Page text>

In the case of Canada, however, RBC are more optimistic saying increased growth will come because of three main factors:

An increase in government outlays as fiscal stimulus ramps up, strengthening exports, and a modest gain in business investment that contrasts sharply with sizeable declines in each of the last two years.

The Canadian consumer is expected to increase their spending in contrast to the UK consumer.

This is as a result of the asymmetrical trajectory of their labour markets – higher employment for Canada and lower for the UK.

The UK consumer will also be put off making purchases by higher inflation from the weaker Pound.

In Canada, homeowners will reap the harvest of appreciating property prices.

In the UK, companies will rein in investment due to uncertainty over the final form of Brexit.

Bank of England to Cut Interest Rates + Forecasts for GBP/CAD

The Bank of England will respond to this slowing growth by taking action that is deemed supportive of the economy - cutting interest rates and/or boosting quantitative easing.

Whenever these measures are deployed UK bond yields come down, which in turn puts notable pressure on the currency.

The current quantitative easing programme is set to end in January and RBC expect the BoE to resume or extend QE for longer.

Data extracted from a collection
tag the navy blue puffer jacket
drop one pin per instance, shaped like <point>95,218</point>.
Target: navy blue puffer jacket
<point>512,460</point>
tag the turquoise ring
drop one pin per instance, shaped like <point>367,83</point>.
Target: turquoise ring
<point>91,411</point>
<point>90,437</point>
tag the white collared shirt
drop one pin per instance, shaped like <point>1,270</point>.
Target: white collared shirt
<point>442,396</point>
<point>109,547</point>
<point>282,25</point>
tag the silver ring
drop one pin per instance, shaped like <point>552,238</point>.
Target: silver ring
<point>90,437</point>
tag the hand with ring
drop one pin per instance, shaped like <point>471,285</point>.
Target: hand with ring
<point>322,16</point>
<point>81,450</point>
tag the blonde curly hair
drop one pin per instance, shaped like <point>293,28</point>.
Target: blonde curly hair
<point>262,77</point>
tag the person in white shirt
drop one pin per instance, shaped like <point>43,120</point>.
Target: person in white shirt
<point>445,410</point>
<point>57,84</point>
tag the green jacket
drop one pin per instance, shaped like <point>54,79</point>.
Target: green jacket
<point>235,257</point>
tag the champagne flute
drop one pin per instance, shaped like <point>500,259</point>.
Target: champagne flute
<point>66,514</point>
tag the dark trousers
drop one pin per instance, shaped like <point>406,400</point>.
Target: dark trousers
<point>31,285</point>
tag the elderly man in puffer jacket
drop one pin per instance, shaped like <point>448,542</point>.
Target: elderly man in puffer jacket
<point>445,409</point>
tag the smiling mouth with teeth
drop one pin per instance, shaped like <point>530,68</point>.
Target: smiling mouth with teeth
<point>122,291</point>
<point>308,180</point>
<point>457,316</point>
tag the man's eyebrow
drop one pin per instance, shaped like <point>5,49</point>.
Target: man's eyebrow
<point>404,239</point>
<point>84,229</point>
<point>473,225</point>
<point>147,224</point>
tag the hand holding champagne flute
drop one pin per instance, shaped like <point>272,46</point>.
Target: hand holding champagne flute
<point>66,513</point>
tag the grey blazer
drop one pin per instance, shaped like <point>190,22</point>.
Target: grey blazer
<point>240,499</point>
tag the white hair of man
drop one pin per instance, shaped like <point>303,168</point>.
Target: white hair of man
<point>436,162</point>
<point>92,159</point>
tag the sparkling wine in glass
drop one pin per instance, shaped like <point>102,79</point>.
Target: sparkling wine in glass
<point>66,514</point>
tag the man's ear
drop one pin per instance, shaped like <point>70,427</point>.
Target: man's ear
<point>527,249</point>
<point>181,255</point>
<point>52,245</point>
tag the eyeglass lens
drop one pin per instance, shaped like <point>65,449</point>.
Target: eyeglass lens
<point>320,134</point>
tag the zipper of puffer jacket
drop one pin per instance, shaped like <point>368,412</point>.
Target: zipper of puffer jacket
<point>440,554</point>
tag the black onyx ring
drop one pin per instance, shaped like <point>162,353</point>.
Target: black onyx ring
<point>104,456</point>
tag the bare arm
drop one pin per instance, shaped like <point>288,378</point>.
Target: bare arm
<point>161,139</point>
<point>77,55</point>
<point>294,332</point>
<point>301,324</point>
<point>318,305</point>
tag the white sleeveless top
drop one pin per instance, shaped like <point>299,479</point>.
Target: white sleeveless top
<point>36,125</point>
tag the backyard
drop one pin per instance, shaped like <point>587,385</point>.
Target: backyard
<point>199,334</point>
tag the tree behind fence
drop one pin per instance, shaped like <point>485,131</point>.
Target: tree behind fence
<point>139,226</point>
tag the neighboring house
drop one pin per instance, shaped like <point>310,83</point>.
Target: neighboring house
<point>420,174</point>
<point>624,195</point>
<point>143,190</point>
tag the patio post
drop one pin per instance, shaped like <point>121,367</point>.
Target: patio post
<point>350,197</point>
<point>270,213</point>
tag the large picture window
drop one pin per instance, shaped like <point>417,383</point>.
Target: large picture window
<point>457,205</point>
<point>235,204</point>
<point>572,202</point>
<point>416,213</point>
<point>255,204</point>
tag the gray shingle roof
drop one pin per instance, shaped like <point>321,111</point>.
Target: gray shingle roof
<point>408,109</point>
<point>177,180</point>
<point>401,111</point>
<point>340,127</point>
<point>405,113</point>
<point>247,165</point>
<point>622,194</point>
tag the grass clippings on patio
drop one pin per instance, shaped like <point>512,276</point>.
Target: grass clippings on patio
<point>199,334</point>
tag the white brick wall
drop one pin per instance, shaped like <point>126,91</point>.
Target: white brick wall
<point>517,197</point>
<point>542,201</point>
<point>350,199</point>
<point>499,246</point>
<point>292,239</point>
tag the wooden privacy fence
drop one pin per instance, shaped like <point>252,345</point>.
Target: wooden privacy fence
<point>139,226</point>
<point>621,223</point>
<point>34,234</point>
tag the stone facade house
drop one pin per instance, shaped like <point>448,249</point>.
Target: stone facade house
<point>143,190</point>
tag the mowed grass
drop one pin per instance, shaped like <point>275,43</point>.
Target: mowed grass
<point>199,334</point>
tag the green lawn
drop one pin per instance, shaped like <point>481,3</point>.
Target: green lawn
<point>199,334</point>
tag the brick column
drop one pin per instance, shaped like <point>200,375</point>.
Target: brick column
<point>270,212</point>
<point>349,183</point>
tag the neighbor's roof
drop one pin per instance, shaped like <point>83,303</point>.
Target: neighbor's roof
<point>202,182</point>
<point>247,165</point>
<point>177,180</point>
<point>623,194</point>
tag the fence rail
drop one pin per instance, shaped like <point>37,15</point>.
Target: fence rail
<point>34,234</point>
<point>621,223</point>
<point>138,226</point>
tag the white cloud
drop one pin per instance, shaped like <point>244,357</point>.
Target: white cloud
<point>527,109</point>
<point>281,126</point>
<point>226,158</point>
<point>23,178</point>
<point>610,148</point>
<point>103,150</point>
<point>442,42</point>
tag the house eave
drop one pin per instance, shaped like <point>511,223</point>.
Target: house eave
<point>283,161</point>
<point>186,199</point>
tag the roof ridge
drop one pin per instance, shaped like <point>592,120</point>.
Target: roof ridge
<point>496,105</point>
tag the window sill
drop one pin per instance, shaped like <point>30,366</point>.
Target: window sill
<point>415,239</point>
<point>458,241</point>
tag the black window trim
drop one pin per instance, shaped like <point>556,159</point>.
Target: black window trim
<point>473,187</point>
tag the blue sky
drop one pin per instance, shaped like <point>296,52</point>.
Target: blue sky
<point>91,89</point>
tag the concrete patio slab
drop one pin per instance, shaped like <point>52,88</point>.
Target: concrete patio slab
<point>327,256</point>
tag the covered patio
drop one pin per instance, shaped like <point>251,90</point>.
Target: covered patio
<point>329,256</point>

Exercise objective> In the page text above, switch "Bank of England" to "BoE" and write out the passage from "Bank of England to" up to and including "on the currency.".

Result>
BoE to Cut Interest Rates + Forecasts for GBP/CAD

The BoE will respond to this slowing growth by taking action that is deemed supportive of the economy - cutting interest rates and/or boosting quantitative easing.

Whenever these measures are deployed UK bond yields come down, which in turn puts notable pressure on the currency.